(Selected extract):

= Beginning of Section =

R Graphical Manual

Browse All

Last data update: 2014.03.03

R: Parallel computations by ranges

reduceByRange

R Documentation

Parallel computations by ranges

Description

Computations are distributed in parallel by range. Data subsets are extracted and manipulated (MAP) and optionally combined (REDUCE) across all files.

Usage

## S4 method for signature 'GRanges,ANY'
reduceByRange(ranges, files, MAP, 
    REDUCE, ..., summarize=FALSE, iterate=TRUE, init)
## S4 method for signature 'GRangesList,ANY'
reduceByRange(ranges, files, MAP, 
    REDUCE, ..., summarize=FALSE, iterate=TRUE, init)
## S4 method for signature 'GenomicFiles,missing'
reduceByRange(ranges, files, MAP, 
    REDUCE, ..., summarize=FALSE, iterate=TRUE, init)

reduceRanges(ranges, files, MAP, REDUCE, ..., init)

Arguments

`ranges`	A `GRanges`, `GrangesList` or `GenomicFiles` object. A `GRangesList` implies a grouping of the ranges; `MAP` is applied to each element of the `GRangesList` vs each range when `ranges` is a `GRanges`. When `ranges` is a `GenomicFiles` the `files` argument is missing; both ranges and files are extracted from the object.
`files`	A `character` vector or `List` of filenames. A `List` implies a grouping of the files; `MAP` is applied to each element of the `List` vs each file individually.
`MAP`	A function executed on each worker. The signature must contain a minimum of two arguments representing the ranges and files. There is no restriction on argument names and additional arguments can be provided. `MAP = function(range, file, ...)`
`REDUCE`	An optional function that combines output from the `MAP` step. The signature must contain at least one argument representing the list output from `MAP`. There is no restriction on argument names and additional arguments can be provided. `REDUCE = function(mapped, ...)` Reduction combines data from a single worker and is always performed as part of the distributed step. When `iterate=TRUE` `REDUCE` is applied after each `MAP` step; depending on the nature of `REDUCE`, iterative reduction can substantially decrease the data stored in memory. When `iterate=FALSE` reduction is applied to the list of `MAP` output applied to all files / ranges. When `REDUCE` is missing, output is a list from `MAP`.
`iterate`	A logical indicating if the `REDUCE` function should be applied iteratively to the output of `MAP`. When `REDUCE` is missing `iterate` is set to FALSE. This argument applies to `reduceByRange` only (`reduceRanges` calls MAP a single time on each worker). Collapsing results iteratively is useful when the number of records to be processed is large (maybe complete files) but the end result is a much reduced representation of all records. Iteratively applying `REDUCE` reduces the amount of data on each worker at any one time and can substantially reduce the memory footprint.

= End of Section =

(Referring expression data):

= Beginning of Section =

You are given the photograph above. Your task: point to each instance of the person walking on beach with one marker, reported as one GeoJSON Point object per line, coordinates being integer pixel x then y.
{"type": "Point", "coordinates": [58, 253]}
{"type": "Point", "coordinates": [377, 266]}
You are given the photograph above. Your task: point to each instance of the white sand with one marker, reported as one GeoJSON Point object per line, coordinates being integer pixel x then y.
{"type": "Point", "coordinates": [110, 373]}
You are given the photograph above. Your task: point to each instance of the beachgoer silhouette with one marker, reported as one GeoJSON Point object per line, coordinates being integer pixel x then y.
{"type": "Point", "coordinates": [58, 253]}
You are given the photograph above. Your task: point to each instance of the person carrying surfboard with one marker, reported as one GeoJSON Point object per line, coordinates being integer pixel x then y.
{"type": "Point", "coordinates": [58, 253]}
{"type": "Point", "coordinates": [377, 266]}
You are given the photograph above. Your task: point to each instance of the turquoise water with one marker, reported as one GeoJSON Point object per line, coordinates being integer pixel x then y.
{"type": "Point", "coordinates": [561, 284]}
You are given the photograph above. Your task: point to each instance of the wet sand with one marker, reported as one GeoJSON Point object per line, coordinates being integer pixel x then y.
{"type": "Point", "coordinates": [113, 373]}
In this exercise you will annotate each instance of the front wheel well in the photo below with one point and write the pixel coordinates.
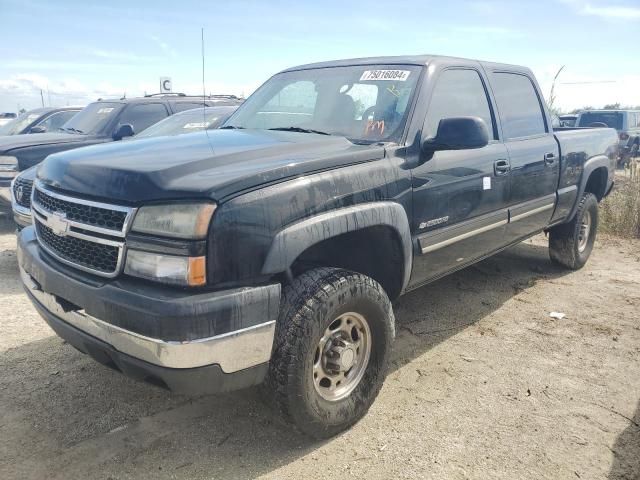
(374, 251)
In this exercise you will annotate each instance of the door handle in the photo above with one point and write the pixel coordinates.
(501, 167)
(550, 158)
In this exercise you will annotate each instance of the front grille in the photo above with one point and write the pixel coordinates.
(84, 234)
(82, 213)
(22, 192)
(94, 256)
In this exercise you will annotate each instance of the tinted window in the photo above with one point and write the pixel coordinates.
(611, 119)
(458, 93)
(143, 116)
(519, 106)
(55, 121)
(94, 118)
(182, 106)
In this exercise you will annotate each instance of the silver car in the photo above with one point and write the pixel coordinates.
(626, 122)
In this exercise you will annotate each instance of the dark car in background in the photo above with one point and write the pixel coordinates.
(188, 121)
(99, 122)
(39, 120)
(626, 123)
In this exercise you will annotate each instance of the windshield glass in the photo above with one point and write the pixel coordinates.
(611, 119)
(188, 121)
(93, 118)
(16, 125)
(366, 103)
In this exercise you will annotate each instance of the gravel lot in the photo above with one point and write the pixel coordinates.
(484, 384)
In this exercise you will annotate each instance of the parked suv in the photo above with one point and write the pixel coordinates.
(626, 123)
(39, 120)
(99, 122)
(181, 123)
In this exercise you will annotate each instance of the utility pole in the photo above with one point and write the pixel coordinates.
(552, 94)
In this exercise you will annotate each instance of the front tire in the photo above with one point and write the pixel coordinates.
(332, 346)
(570, 244)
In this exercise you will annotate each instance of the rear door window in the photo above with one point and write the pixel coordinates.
(141, 116)
(519, 106)
(458, 93)
(611, 119)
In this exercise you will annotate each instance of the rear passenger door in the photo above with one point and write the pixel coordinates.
(533, 153)
(459, 196)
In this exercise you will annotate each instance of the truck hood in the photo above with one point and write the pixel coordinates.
(12, 142)
(214, 164)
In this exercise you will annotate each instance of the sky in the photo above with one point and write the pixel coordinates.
(75, 52)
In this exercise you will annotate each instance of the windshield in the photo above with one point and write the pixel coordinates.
(363, 103)
(611, 119)
(93, 118)
(188, 121)
(16, 125)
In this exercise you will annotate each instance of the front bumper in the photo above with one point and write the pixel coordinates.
(171, 340)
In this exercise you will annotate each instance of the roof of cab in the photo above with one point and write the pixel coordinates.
(420, 60)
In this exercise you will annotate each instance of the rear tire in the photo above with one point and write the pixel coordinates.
(570, 244)
(331, 351)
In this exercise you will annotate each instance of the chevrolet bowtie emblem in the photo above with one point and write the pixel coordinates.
(58, 223)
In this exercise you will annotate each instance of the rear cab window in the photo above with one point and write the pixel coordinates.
(459, 92)
(519, 106)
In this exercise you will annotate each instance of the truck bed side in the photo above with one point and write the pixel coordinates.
(587, 157)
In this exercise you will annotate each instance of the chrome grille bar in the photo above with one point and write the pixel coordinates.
(83, 232)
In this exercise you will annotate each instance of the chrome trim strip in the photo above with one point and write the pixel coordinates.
(464, 236)
(528, 213)
(233, 351)
(41, 215)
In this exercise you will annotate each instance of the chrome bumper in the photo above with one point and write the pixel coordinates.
(232, 351)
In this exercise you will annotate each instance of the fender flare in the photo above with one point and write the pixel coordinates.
(589, 167)
(294, 239)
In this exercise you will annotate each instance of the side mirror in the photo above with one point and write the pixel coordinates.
(123, 131)
(458, 133)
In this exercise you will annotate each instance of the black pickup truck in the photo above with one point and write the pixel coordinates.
(99, 122)
(269, 251)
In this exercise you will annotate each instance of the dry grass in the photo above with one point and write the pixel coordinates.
(620, 211)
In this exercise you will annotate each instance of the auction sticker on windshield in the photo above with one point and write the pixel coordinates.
(391, 75)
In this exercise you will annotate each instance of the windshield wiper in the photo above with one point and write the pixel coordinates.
(300, 130)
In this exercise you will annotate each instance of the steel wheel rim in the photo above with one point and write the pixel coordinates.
(585, 231)
(341, 356)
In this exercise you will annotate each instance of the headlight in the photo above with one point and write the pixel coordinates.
(8, 165)
(179, 220)
(170, 269)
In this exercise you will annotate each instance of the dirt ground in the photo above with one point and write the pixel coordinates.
(484, 384)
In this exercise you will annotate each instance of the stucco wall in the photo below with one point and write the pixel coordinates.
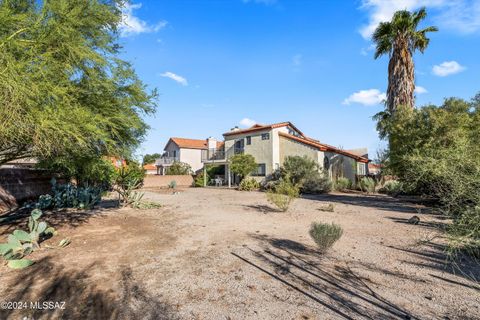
(193, 157)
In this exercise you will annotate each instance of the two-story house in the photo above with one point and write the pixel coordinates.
(271, 144)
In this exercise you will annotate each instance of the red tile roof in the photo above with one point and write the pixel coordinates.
(260, 127)
(323, 147)
(192, 143)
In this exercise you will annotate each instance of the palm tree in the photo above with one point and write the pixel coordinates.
(400, 38)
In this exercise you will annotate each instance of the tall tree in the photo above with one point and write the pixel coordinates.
(399, 39)
(63, 88)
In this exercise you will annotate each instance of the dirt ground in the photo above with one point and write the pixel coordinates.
(225, 254)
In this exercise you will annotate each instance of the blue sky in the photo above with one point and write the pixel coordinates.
(222, 63)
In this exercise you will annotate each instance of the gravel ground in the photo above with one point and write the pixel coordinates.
(226, 254)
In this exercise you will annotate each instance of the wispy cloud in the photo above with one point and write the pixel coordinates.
(132, 25)
(175, 77)
(420, 90)
(447, 68)
(246, 122)
(459, 15)
(265, 2)
(368, 97)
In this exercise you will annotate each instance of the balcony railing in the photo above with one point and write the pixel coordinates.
(165, 160)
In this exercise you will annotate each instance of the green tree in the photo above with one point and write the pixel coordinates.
(150, 158)
(242, 165)
(179, 168)
(63, 88)
(399, 38)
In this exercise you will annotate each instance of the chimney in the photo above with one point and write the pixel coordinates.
(211, 143)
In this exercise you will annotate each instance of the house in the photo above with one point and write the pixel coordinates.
(271, 144)
(187, 151)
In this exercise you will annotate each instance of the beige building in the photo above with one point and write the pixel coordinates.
(271, 144)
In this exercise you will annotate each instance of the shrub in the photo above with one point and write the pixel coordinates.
(367, 185)
(317, 182)
(342, 184)
(325, 235)
(392, 187)
(179, 168)
(242, 164)
(249, 184)
(283, 194)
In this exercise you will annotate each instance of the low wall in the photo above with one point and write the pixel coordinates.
(154, 181)
(20, 184)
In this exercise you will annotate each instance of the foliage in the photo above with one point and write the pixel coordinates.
(282, 194)
(305, 173)
(399, 38)
(21, 243)
(392, 187)
(179, 168)
(435, 152)
(85, 170)
(367, 184)
(342, 184)
(325, 235)
(69, 196)
(249, 184)
(131, 176)
(63, 87)
(242, 164)
(150, 158)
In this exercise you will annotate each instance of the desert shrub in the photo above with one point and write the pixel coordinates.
(242, 164)
(172, 184)
(249, 184)
(325, 235)
(367, 184)
(69, 195)
(317, 182)
(179, 168)
(392, 187)
(283, 194)
(342, 184)
(21, 243)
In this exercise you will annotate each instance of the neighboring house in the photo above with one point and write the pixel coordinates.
(150, 168)
(187, 151)
(271, 144)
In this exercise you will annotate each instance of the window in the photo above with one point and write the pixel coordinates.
(261, 170)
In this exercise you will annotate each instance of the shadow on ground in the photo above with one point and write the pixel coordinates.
(334, 286)
(56, 218)
(48, 281)
(376, 201)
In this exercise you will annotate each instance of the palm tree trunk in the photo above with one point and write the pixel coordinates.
(401, 77)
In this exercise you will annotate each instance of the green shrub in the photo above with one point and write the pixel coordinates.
(283, 194)
(249, 184)
(325, 235)
(367, 184)
(342, 184)
(179, 168)
(20, 243)
(392, 187)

= End of Section =

(Requirement 1):
Decide whether each statement agrees with the reduceByRange documentation above, answering yes or no and quoting the words of the documentation that decide it: (a) the MAP function's signature must include at least two arguments; (b) when REDUCE is missing, iterate is set to TRUE; (c) the iterate argument applies to both reduceByRange and reduceRanges.
(Requirement 2):
Write out the part of the reduceByRange documentation starting with "R Documentation" and going on through "across all files.".

(Expected answer 1):
(a) Yes: "The signature must contain a minimum of two arguments representing the ranges and files."
(b) No: "When `REDUCE` is missing `iterate` is set to FALSE."
(c) No: "This argument applies to `reduceByRange` only (`reduceRanges` calls MAP a single time on each worker)."

(Expected answer 2):
R Documentation

Parallel computations by ranges

Description

Computations are distributed in parallel by range. Data subsets are extracted and manipulated (MAP) and optionally combined (REDUCE) across all files.